### Trecho do texto
━━━━━━━━━━
O que é o crime de descaminho?
Descaminho é um crime aduaneiro que busca proteger o controle da aduana sobre a entrada/saída de mercadoria do território brasileiro. São punidos aqueles que violam o controle aduaneiro na introdução/extração irregular de mercadorias estrangeiras não proibidas no território brasileiro e que deixarem de recolher os tributos aduaneiros.
O cerne da questão é a existência de uma irregularidade administrativa aduaneira na importação (ou exportação) de uma mercadoria não proibida e estrangeira.
Por mercadoria não proibida entende-se a mercadoria que não possua restrição quanto à sua entrada ou saída, bem como aquela cuja restrição seja apenas relativa: vinculada à qualidade do importador, ao contexto da importação, à destinação das mercadorias (o rol aqui não é taxativo).
Além disso, existem diversas condutas equiparadas, sempre com alguma ligação com aquele que interna mercadoria de maneira IRREGULAR: vender, expor à venda, manter em depósito.
E diante da atual redação do artigo 334 do Código Penal, apenas são consideradas como criminosas as condutas que implicarem na falta de recolhimento de algum tributo aduaneiro.
Qual a diferença entre descaminho e contrabando?
A diferença principal é a existência de uma restrição absoluta ou relativa sobre a importação da mercadoria. Pune-se mais severamente quem importar mercadoria proibida, ou seja, quem praticar o crime de contrabando.
Em outras palavras, pela redação atual do artigo 334-A, somente é considerado como contrabando a conduta que estiver ligada à uma mercadoria com restrição absoluta de importação/exportação, ou seja, proibida.
Uma restrição absoluta (proibição) é aquela que alcança a todos. Ao contrário, as restrições relativas admitem exceções, quando ao menos uma pessoa pode importar (vinculadas à qualidade do importador, ao contexto da importação, à destinação das mercadorias).
No descaminho, há uma restrição relativa à importação da mercadoria estrangeira, vinculadas à qualidade do importador, ao contexto da importação, à destinação das mercadorias. Por exemplo, o viajante não pode trazer bens destinados à revenda em sua bagagem acompanhada e, dependendo do valor das mercadorias, também responde por descaminho.
━━━━━━━━━━
### Registros de dados
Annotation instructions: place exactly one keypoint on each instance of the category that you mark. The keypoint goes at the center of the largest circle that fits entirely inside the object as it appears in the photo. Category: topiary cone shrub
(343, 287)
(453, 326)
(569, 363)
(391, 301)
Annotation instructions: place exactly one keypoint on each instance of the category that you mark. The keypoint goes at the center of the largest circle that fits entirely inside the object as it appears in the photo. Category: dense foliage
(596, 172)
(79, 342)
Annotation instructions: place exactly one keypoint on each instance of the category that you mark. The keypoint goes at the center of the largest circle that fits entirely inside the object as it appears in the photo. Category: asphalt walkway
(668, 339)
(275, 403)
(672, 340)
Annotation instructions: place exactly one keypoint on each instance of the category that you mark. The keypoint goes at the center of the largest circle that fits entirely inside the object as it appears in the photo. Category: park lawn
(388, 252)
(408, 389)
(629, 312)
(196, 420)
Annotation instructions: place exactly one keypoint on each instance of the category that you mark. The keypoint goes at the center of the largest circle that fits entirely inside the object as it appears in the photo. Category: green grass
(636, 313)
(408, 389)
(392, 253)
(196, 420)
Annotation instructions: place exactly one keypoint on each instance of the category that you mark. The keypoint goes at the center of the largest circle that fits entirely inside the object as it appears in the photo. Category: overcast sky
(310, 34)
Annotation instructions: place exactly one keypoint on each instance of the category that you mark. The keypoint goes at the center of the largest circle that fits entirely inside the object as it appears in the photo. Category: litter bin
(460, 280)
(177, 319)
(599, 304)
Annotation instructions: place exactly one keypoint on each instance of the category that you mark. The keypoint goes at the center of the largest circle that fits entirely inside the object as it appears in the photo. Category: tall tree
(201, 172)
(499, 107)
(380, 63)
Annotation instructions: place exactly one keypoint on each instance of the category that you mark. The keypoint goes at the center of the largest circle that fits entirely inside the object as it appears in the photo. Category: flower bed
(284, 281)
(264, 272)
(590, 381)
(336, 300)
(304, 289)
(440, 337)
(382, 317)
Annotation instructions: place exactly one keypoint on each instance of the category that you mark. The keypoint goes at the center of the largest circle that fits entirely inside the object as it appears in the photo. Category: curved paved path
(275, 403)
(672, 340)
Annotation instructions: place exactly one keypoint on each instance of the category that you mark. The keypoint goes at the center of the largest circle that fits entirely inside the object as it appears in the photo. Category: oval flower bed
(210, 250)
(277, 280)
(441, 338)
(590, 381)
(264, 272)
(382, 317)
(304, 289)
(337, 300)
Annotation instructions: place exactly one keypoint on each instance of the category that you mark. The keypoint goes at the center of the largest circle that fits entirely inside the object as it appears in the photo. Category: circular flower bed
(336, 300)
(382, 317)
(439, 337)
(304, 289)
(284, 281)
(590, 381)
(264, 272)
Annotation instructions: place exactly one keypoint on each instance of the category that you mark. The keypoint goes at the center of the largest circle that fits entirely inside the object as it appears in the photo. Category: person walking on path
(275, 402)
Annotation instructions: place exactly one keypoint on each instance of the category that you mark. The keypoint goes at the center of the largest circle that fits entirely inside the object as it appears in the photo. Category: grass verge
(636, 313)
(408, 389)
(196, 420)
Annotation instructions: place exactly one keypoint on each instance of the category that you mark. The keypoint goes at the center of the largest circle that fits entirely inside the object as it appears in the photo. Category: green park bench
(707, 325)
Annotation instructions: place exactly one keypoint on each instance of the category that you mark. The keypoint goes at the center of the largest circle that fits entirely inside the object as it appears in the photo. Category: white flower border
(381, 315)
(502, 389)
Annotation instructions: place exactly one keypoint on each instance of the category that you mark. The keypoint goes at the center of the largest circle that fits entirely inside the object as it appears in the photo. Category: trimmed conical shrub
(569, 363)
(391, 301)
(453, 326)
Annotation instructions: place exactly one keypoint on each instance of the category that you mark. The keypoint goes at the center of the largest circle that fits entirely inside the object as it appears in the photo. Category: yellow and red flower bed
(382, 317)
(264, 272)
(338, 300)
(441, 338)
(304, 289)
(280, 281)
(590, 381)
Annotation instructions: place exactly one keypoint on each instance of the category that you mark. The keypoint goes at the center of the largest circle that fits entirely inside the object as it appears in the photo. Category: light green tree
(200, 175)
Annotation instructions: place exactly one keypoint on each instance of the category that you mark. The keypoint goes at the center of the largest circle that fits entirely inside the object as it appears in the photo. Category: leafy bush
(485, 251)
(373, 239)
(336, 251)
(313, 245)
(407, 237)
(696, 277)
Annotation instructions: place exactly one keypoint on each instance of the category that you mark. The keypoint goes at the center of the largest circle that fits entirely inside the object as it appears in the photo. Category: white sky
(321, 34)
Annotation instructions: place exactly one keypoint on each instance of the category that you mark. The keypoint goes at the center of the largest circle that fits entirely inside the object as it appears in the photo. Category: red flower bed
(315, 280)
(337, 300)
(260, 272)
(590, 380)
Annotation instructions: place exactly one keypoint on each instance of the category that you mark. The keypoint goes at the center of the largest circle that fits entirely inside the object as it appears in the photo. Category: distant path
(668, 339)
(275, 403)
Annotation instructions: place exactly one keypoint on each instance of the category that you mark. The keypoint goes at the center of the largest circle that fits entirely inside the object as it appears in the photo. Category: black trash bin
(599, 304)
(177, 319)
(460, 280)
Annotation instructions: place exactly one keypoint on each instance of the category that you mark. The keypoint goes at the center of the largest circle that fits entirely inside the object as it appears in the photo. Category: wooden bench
━━━━━━━━━━
### Tarefas propostas
1. Reúna todas as linhas dos registros que contêm a palavra "trash", diferenciando maiúsculas de minúsculas.
2. Prossiga o texto sobre descaminho e contrabando a partir de sua última frase.

### Respostas dadas
1.
Annotation instructions: place exactly one keypoint on each instance of the category that you mark. The keypoint goes at the center of the largest circle that fits entirely inside the object as it appears in the photo. Category: black trash bin

2.
No descaminho, a operação de importação é irregular e, portanto, viola alguma restrição relativa contida na legislação aduaneira. Trata-se de norma penal em branco que é complementada pela legislação aduaneira. No exemplo citado acima, da bagagem acompanhada do viajante, há um tratamento específico do tema no Regulamento aduaneiro e na Instrução Normativa 1059.
Elementos básicos do crime de contrabando
De tal modo, são três os elementos básicos do crime de contrabando: (a) mercadoria, (b) conduta de internar no território nacional e (c) proibição absoluta.
Lembrando-se que o Direito Aduaneiro é a disciplina que estuda a regulação do tráfego internacional de mercadorias, sendo esta definida como: bem corpóreo móvel suscetível de ser importado ou exportado.
No mesmo sentido, o Glossário da ALADI define mercadorias (“mercancias”) como todo bem corporal móvel. Já o Código Aduaneiro do Mercosul diz que: “Mercadoria é todo bem suscetível de um destino aduaneiro”.
E o Glossário de termos aduaneiros internacionais da Organização Mundial de Aduana conceitua mercadoria proibida como: “Mercadoria cuja importação ou exportação é legalmente proibida” (COSTA e SILVA, Oswaldo. Glossário de termos aduaneiros internacionais. Brasília, 1998, p. 74).
O conceito de mercadoria é amplo o suficiente para abranger todos os bens suscetíveis de um destino aduaneiro, mas por importação proibida considera-se apenas a internação em território nacional em caráter definitivo de mercadoria com restrição absoluta.
Portanto, a simples entrada de carros estrangeiros usados em território nacional não faz incidir o crime de contrabando, por exemplo. É uma análise que precisa ser feita caso a caso conforme a legislação aduaneira, pois o artigo 334-A do Código Penal é uma norma penal em branco.
Em resumo: apenas o bem corpóreo móvel (mercadoria) objeto de uma proibição absoluta de importação estabelecida na legislação brasileira faz incidir o crime de contrabando.
Qual a pena do descaminho?
Nos termos do artigo 334 do Código Penal: 1 a 4 anos de reclusão. A pena é dobrada quando a conduta for praticada em transporte aéreo, marítimo ou fluvial.
Vale lembrar que nos crimes em que a pena mínima cominada for igual ou inferior a um ano, o Ministério Público, ao oferecer a denúncia, poderá propor a suspensão do processo, por dois a quatro anos, desde que o acusado não esteja sendo processado ou não tenha sido condenado por outro crime.
O perdimento da mercadoria que foi objeto do crime de descaminho ocorre por força da legislação aduaneira, não sendo uma decorrência da condenação criminal, mas da aplicação de uma restrição de sua importação.
Aplicação do princípio da insignificância no descaminho
O crime de descaminho, na sua atual redação pelo Código Penal brasileiro, exige para sua configuração um não recolhimento de tributo aduaneiro.
O valor do tributo sonegado deve ser maior que 20 mil reais. Para se calcular a tributação aduaneira sonegada em casos de apreensão de mercadoria, basta valorar a mesma e dividir pela metade.
Existe uma presunção de que os tributos aduaneiros correspondam a metade do valor aduaneiro da mercadoria. Tributos estaduais, municipais, multas, encargos e juros não entram aqui nesta conta.
Em regra, a valoração da mercadoria clandestina deve corresponder ao valor aduaneiro (método AVA-GATT). Apenas em situações excepcionais se utiliza o valor comercial da mercadoria.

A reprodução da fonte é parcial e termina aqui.